What the task requires — Count every line of the data that includes "sign". State only the number.

Records supplied —
□ □ □

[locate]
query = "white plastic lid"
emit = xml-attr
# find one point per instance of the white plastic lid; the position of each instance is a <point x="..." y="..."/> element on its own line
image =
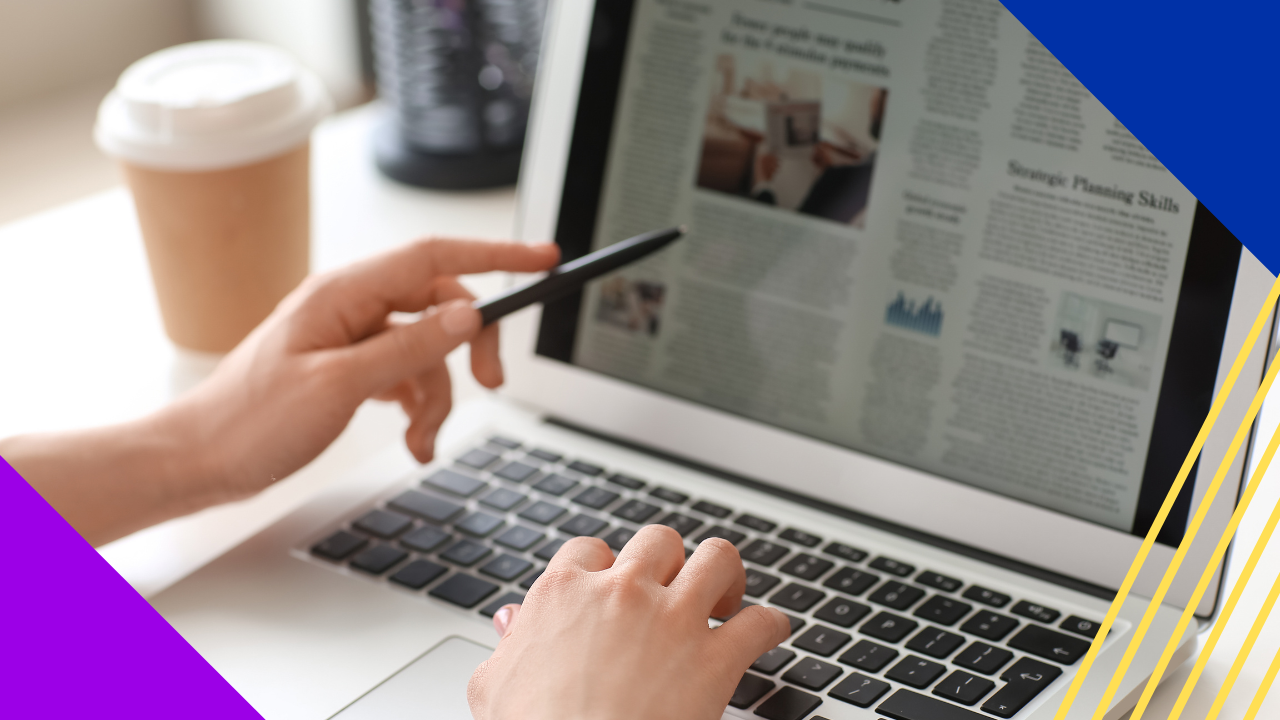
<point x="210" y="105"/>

□ □ □

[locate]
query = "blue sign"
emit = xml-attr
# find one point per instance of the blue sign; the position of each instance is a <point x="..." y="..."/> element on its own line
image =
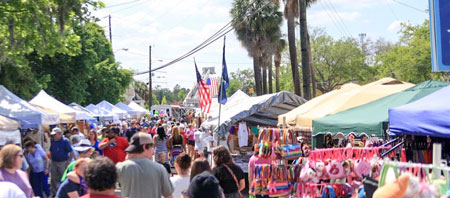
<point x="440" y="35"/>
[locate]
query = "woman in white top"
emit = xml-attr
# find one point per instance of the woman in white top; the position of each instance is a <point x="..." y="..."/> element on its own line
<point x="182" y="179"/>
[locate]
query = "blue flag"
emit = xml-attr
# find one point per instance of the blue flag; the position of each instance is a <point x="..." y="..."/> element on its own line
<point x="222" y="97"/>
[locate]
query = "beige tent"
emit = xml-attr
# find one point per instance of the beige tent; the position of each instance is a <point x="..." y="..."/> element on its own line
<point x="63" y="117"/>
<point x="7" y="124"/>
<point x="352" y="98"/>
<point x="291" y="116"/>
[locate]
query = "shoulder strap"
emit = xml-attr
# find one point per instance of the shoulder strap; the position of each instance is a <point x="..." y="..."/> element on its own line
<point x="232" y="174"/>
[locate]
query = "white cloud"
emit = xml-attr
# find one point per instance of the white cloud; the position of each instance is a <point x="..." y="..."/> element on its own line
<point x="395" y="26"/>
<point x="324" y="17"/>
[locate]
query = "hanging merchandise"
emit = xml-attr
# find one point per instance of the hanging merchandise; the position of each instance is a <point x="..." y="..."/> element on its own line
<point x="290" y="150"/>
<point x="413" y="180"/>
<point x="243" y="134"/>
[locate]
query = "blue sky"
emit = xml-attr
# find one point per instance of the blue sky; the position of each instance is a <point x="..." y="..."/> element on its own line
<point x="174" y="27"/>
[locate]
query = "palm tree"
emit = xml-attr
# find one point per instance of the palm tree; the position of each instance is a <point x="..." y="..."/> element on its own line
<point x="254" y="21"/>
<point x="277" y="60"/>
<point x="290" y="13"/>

□ □ □

Response box — 2